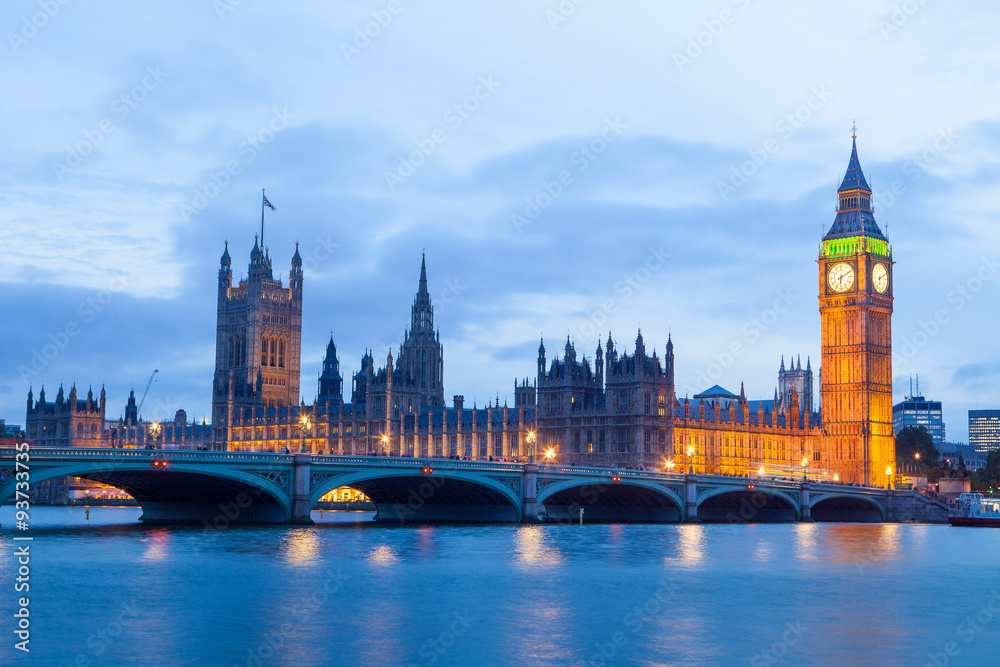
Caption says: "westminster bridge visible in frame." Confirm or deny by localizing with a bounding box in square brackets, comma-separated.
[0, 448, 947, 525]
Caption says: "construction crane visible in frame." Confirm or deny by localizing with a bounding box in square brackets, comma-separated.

...

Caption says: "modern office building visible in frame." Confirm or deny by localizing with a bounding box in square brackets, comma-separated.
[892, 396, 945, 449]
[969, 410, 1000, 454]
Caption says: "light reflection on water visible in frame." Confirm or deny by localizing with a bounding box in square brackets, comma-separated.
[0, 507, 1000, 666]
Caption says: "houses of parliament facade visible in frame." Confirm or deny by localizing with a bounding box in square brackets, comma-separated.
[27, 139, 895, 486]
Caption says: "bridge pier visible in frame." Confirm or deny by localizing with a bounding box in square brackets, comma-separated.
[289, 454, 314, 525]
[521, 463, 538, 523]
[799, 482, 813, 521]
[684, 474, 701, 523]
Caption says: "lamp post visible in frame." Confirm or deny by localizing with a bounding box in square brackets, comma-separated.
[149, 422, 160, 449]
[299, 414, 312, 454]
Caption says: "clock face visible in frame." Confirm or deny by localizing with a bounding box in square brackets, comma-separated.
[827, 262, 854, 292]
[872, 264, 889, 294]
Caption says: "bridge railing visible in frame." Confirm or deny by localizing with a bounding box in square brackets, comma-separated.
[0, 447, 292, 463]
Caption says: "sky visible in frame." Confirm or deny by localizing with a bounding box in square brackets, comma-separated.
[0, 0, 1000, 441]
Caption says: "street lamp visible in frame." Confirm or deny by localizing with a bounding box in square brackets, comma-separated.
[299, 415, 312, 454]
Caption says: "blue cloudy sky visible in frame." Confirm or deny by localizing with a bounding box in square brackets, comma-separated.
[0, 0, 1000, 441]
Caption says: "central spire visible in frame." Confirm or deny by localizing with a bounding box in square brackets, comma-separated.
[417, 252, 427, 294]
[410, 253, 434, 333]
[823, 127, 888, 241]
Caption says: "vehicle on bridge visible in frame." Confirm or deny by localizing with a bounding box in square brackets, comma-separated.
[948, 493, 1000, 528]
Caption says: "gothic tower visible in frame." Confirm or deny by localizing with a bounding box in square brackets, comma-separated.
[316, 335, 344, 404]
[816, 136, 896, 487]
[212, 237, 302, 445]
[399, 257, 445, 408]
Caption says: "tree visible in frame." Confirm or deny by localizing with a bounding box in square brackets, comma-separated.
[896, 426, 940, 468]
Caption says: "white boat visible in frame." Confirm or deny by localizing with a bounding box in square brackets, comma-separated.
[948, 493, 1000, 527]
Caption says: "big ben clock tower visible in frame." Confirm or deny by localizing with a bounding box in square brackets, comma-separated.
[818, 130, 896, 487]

■ Given problem: Quote the items word for word, starting with the line that contains "lamp visible in" and ending with the line that contains "[818, 130, 896, 487]", both lines included.

■ The completed task:
Caption says: "street lamp visible in frame." Confirm or deny by localizing with a bounding box in square brackets, comma-separated.
[299, 415, 312, 454]
Caption says: "blue cloudy sky visible in frame." Confirm or deny by localizing with a bounding box in square brackets, comma-separated.
[0, 0, 1000, 441]
Caption says: "central spire visible in frame." Confirm or deny by localizing with a bounding box in square brackets, comma-separated.
[417, 252, 427, 294]
[410, 253, 434, 333]
[823, 127, 888, 241]
Caption says: "vehicle on bridge visible in frame." Confirm or deny by localizing with a bounding box in square brackets, comma-separated.
[948, 493, 1000, 528]
Caption says: "gothic tower visible in frame." Confirm or deny by localizing with a bounding box in square brackets, comma-separated.
[316, 335, 344, 404]
[816, 136, 896, 487]
[212, 237, 302, 445]
[399, 257, 445, 408]
Caption says: "tree visible in frame." Confirm or deny by localizing with a bounding box in square brackets, comma-separated.
[896, 426, 940, 468]
Caption says: "white boat visible in frame." Confirm or deny by localizing with a bounding box in square brackets, comma-separated.
[948, 493, 1000, 527]
Caption says: "big ben clock tower visible in frame." Confirm or deny by localizing with a bounding box in square brackets, comma-separated.
[818, 130, 896, 487]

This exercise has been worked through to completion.